Text shown:
....
MARQUETTE - His big hand holds a tiny one as Robbie Goodrich sings in a deep voice, soothing his infant son Moses. The little guy observes his father's every move, focusing on his lips that produce those comforting sounds. Watching him, one may wonder how much 2-month-old Moses already knows about the bittersweet beginning of his life.
Charles Moses Martin Goodrich was born at 3:26 a.m. Jan. 11 at Marquette General Hospital. Eleven hours after giving birth, his mother Susan Goodrich, 46, died of amniotic fluid embolism - a rare obstetric emergency that is not age-related, Goodrich said. Moses is the Goodrich's second child - Julia was born in 2007 - and Susan's fourth. Still in shock over his wife's death, Goodrich realized he had to figure out a way to feed his newborn son.
"They didn't carry any breast milk," the history professor said about the hospital, so a nurse looked into getting some for Moses. As it turned out, the nearest place to get breast milk was in Kalamazoo, and it would take several days to have it delivered to Marquette.
Robbie Goodrich, above, makes funny faces with his son, Charles Moses Martin Goodrich, recently during a gathering at the Unitarian Church in Harvey.
Carrie Fiocchi nurses the child during a gathering at the church. (Journal photos by Andy Nelson-Zaleski)
Shown are some of the women who are helping to feed mother-less infant Moses. Back row from left Kyra Fillmore and Eyre Becker. Center row from left Carrie Fiocchi, Laura Janowksi, Courtney Chase, Robbie Goodrich with kids Julia and Moses, Teisha Foster and Karla Niemi. Front row from left, Claudia Chavez, Sarah McDougall, Sally Keskey, Nicoletta Fraire and Erika Potila. (Journal photo by Andy Nelson-Zaleski)
....
The data:

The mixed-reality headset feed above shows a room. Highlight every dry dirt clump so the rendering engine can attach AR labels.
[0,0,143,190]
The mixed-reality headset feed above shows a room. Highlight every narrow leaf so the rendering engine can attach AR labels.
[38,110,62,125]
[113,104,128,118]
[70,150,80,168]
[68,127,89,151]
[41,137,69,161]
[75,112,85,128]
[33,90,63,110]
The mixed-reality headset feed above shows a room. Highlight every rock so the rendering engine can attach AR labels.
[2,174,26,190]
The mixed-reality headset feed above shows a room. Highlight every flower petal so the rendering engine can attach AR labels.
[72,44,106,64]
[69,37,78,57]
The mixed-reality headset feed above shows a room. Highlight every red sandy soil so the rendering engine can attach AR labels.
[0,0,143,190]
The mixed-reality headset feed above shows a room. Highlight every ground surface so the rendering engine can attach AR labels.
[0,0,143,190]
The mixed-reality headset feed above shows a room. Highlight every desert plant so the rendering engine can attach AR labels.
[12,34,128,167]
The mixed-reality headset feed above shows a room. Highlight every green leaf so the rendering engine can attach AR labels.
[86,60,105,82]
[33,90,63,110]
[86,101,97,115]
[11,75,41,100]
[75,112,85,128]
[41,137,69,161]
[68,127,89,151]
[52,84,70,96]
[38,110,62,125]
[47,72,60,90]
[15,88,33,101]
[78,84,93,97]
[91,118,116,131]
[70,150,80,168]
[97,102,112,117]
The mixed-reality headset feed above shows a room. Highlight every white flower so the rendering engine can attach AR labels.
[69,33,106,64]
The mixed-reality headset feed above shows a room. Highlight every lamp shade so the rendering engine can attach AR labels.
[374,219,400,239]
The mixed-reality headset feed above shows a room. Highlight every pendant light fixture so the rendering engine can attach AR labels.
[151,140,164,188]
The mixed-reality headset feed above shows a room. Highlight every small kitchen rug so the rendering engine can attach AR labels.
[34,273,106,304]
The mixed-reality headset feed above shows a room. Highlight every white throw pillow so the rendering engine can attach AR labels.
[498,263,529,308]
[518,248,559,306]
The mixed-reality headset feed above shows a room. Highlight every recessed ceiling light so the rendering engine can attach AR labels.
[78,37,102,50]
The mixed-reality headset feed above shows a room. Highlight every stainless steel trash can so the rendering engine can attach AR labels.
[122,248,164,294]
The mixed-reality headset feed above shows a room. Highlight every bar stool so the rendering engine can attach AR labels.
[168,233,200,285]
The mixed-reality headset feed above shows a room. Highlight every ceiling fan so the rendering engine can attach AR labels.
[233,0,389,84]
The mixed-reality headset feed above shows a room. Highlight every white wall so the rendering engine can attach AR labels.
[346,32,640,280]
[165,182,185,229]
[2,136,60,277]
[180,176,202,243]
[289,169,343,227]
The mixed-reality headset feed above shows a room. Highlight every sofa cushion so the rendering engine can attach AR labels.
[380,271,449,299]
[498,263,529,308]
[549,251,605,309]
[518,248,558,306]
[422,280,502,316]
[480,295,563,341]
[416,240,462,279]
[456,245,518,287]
....
Exercise objective:
Continue the news story about Robbie Goodrich and his newborn son Moses from where it stops.

Response area:
In the meantime, Goodrich received a phone call from family friend Laura Janowski of Marquette, who was still nursing her fourth child, 1-year-old Emily. In her message, Janowski offered Goodrich to nurse Moses.
"That's when it clicked in my head," he said. "I wanted the baby to be nursed. That's something that Susan would have wanted."
One thing led to another when family friend Nicoletta Fraire of Marquette began organizing a group of women who may want to help feed Moses.
"Basically, a couple of phone calls were enough," she said. "I just had to leave my name and phone number and calls started to come in."
She also made contact with Sally Keskey, founder of the Yooper Nursers - a local breast feeding support group. Within a brief time, nearly 20 women were found who offered to breast-feed Moses. Many of them belong to the support group and had never met the Goodrich family before.
"These women are advocates of breast feeding," Goodrich said.
A schedule was put together with feeding times at 9 a.m., noon, 1:30 , 4 , 6:30 and 8 p.m. Six times a day a different mother has been feeding Moses for the past two months. During the night, Goodrich bottle-feeds his son breast milk that was pumped by the women.
"What amazes me is they are so committed," Fraire said. "They would do it for anyone because they believe in this. They didn't take it lightly and they don't miss a day."
Goodrich added: "It's commitment, passion - it's love. It's an act of love."
What these women are doing "is an example of group cross-nursing," Goodrich explained. "It's organized. That's what you don't find anymore."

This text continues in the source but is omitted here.